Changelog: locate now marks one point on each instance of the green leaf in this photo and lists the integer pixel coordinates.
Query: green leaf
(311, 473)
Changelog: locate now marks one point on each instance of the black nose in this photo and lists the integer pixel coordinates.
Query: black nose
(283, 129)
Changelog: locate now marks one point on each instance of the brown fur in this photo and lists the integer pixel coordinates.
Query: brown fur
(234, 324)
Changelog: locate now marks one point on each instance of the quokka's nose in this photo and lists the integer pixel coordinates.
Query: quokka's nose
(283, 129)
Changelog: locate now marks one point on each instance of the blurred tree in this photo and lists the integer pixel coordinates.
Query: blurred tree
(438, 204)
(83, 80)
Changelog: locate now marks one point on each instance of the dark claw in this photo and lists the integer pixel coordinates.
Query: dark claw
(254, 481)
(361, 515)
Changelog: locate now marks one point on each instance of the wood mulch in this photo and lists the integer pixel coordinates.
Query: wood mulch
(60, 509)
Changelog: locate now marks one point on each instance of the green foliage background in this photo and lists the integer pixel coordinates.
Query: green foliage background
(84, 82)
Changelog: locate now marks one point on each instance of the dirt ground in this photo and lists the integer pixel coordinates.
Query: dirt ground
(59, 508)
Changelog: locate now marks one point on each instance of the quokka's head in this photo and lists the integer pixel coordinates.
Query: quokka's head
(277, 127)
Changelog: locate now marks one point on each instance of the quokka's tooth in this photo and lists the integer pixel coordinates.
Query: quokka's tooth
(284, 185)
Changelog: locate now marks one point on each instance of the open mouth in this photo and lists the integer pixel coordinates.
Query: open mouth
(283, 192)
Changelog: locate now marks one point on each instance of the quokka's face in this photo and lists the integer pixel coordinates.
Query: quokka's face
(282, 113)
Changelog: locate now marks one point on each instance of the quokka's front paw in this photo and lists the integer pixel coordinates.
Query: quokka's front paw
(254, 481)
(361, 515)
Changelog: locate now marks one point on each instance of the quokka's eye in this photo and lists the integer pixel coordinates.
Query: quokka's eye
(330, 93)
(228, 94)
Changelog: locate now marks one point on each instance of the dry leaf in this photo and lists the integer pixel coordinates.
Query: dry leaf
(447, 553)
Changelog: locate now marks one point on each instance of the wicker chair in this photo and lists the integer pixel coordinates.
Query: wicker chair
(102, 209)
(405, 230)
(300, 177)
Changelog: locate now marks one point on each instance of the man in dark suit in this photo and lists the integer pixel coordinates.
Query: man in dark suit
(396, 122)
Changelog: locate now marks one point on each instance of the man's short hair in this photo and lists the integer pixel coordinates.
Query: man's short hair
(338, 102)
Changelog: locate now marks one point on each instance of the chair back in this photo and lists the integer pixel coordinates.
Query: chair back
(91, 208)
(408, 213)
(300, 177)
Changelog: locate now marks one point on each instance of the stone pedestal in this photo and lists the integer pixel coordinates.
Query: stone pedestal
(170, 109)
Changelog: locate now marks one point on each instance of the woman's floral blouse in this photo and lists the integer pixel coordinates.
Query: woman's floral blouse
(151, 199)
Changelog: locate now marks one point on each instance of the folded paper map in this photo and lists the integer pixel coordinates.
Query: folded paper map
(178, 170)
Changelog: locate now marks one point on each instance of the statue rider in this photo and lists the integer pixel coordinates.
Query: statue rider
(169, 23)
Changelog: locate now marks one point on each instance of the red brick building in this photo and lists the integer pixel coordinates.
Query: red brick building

########################################

Task instructions →
For each line in the listing, return it exactly as shown.

Written response →
Changelog: locate now marks one point on each instance of the green leaf in this photo and lists the integer pixel coordinates.
Query: green leaf
(311, 473)
Changelog: locate now marks one point on each instance of the black nose in this photo and lists the integer pixel coordinates.
Query: black nose
(283, 129)
Changelog: locate now marks one point on each instance of the brown fur in this photo and lists the integer pixel coordinates.
Query: brown fur
(234, 324)
Changelog: locate now marks one point on each instance of the quokka's nose in this photo and lists the integer pixel coordinates.
Query: quokka's nose
(283, 129)
Changelog: locate now marks one point on each instance of the blurred tree in this photo and lists the integer pixel coordinates.
Query: blurred tree
(438, 204)
(83, 80)
Changelog: locate now marks one point on each instance of the dark claw in this photo and lists the integer pixel coordinates.
Query: dark claw
(254, 481)
(361, 515)
Changelog: locate now marks one point on each instance of the wood mulch in this photo and lists the integer pixel coordinates.
Query: wood mulch
(60, 509)
Changelog: locate now marks one point on each instance of the green foliage background in this photo and lists the integer pixel coordinates.
Query: green foliage background
(84, 82)
Changelog: locate now marks one point on each instance of the dirt ground in this photo and lists the integer pixel coordinates.
Query: dirt ground
(59, 508)
Changelog: locate now marks one point on each instance of the quokka's head in this photo and lists the integer pixel coordinates.
Query: quokka's head
(277, 127)
Changelog: locate now marks one point on each instance of the quokka's tooth in this photo and lists the integer pixel coordinates.
Query: quokka's tooth
(284, 185)
Changelog: locate now marks one point on each instance of the open mouth in this photo and lists the integer pixel coordinates.
Query: open mouth
(283, 192)
Changelog: locate now marks one point on each instance of the quokka's face in this photo and lists the integer pixel coordinates.
Query: quokka's face
(282, 113)
Changelog: locate now marks one point on each instance of the quokka's front paw in this photo and lists the integer pixel coordinates.
Query: quokka's front paw
(254, 481)
(361, 515)
Changelog: locate now marks one point on each instance of the quokka's eye in this photo and lists the integer pixel coordinates.
Query: quokka's eye
(330, 93)
(228, 94)
Changelog: locate now marks one point on each instance of the dry leaf in this photo and lists the integer pixel coordinates.
Query: dry leaf
(447, 553)
Changelog: locate now marks one point on each instance of the wicker chair in this photo and lists the integer pixel coordinates.
Query: wicker chair
(102, 209)
(405, 230)
(300, 177)
Changelog: locate now marks one point on each instance of the man in dark suit in this photo and lists the integer pixel coordinates.
Query: man in dark suit
(396, 122)
Changelog: locate now marks one point on each instance of the man's short hair in this photo and lists the integer pixel coordinates.
Query: man's short hair
(338, 102)
Changelog: locate now marks one point on each instance of the chair back in this photo and lists the integer pixel coordinates.
Query: chair back
(91, 208)
(408, 213)
(300, 177)
Changelog: locate now marks one point on each instance of the stone pedestal in this photo and lists the integer pixel coordinates.
Query: stone pedestal
(170, 109)
Changelog: locate now marks one point on each instance of the woman's floral blouse in this photo and lists the integer pixel coordinates.
Query: woman's floral blouse
(151, 199)
Changelog: locate now marks one point on each instance of the folded paper map in this photo and lists the integer pixel coordinates.
Query: folded paper map
(178, 170)
Changelog: locate now marks one point on each instance of the statue rider in this photo and lists the integer pixel coordinates.
Query: statue rider
(169, 23)
Changelog: locate now marks one point on each instance of the red brick building in this photo and lists the integer pixel coordinates.
Query: red brick building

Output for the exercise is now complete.